(Excerpts from point annotation data)
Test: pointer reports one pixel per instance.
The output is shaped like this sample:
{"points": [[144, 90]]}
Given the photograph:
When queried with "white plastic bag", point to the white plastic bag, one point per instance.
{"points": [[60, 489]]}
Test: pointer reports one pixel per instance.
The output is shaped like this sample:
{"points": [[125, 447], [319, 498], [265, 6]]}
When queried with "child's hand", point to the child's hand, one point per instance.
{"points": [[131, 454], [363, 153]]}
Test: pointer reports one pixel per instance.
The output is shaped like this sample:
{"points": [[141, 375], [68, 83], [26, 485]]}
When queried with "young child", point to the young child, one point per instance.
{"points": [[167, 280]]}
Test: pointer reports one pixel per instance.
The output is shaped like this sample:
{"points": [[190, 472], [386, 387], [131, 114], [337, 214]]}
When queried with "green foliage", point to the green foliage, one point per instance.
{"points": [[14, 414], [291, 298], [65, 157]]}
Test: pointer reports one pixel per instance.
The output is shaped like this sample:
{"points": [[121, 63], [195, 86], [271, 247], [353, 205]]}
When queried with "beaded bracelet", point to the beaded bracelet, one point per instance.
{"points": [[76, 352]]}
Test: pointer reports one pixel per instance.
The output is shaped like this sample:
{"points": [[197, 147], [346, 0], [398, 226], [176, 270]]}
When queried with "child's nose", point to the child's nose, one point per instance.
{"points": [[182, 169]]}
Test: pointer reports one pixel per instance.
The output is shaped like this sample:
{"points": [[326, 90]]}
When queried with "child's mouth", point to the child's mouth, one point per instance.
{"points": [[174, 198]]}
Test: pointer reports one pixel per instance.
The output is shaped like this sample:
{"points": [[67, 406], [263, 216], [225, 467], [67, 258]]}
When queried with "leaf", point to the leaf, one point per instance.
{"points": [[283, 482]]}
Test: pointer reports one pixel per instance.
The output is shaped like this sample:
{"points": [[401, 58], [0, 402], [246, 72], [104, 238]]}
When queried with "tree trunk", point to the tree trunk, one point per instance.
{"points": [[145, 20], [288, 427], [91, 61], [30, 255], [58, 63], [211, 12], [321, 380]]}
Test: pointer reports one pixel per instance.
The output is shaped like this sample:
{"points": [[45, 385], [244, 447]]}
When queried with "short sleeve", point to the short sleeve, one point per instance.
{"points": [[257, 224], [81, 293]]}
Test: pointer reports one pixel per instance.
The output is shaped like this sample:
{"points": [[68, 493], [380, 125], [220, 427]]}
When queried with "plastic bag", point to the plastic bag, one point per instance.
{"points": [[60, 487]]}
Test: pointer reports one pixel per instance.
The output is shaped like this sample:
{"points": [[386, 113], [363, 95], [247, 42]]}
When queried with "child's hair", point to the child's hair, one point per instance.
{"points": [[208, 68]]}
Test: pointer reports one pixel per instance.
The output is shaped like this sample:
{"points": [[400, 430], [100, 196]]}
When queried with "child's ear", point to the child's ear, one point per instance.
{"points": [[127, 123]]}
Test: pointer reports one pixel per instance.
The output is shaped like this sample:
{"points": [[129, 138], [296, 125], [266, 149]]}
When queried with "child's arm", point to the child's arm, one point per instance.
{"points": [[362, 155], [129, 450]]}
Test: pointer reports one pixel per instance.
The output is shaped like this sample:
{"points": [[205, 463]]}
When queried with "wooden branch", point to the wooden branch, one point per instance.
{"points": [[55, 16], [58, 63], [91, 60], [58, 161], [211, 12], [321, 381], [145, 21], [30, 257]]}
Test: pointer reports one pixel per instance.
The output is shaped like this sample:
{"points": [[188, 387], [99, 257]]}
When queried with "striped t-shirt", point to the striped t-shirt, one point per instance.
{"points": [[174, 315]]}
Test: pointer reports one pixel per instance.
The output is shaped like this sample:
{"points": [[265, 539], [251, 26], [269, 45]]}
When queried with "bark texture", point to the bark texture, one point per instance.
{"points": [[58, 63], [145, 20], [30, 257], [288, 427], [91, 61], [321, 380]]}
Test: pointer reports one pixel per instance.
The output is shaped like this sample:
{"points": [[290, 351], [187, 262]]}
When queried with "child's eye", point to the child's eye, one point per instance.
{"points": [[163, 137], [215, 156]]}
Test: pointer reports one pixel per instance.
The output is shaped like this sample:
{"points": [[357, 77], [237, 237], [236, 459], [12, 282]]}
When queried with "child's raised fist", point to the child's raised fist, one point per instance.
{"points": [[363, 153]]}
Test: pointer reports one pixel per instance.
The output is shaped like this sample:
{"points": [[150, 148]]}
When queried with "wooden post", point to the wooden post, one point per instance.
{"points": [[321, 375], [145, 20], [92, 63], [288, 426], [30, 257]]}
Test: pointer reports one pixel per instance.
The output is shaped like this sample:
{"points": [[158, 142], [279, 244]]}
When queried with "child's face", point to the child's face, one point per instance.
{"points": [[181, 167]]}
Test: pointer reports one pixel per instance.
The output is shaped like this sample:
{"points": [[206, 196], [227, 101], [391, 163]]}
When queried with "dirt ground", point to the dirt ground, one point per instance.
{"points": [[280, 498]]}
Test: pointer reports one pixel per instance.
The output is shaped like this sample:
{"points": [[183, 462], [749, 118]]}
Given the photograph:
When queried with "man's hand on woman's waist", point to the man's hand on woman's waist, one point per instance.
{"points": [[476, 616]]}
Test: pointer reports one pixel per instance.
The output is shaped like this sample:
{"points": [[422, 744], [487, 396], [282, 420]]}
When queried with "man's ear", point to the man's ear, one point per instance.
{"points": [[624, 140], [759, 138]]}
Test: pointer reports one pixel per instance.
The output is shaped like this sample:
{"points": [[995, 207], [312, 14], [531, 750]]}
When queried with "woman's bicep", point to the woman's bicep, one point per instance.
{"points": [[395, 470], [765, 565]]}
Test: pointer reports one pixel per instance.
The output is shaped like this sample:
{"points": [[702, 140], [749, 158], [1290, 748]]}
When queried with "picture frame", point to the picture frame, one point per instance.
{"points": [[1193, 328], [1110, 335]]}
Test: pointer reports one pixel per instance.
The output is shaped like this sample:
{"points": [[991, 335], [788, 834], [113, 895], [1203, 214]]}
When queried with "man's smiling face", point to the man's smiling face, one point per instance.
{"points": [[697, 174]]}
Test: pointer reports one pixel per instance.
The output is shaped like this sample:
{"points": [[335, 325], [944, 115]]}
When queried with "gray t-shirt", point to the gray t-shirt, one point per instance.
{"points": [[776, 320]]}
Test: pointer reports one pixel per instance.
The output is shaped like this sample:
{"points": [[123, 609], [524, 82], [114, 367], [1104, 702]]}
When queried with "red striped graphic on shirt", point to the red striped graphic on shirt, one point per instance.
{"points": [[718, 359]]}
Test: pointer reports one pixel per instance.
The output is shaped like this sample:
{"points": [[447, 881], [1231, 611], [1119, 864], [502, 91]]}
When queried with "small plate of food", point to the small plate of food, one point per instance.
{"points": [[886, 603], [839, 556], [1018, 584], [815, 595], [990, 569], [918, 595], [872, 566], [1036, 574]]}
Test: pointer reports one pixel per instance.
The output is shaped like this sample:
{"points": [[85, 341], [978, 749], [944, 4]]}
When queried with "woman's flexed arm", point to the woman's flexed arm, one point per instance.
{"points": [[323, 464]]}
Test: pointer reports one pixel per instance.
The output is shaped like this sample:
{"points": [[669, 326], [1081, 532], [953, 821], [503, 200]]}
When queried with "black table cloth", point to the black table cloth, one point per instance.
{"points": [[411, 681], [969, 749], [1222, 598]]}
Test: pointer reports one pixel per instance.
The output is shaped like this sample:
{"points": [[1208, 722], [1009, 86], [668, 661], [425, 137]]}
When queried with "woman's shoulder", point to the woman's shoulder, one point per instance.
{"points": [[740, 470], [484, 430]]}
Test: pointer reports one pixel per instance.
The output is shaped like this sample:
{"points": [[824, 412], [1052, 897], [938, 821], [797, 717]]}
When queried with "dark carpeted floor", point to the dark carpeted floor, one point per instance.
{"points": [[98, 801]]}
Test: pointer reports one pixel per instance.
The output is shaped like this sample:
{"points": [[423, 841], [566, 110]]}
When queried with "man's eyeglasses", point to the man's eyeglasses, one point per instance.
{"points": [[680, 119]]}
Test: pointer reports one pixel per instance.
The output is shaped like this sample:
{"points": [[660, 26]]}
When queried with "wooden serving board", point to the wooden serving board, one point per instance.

:: Your goal ::
Count the lines of the records that contain the word "woman". Please reply with the number only.

:: Response to this task ::
4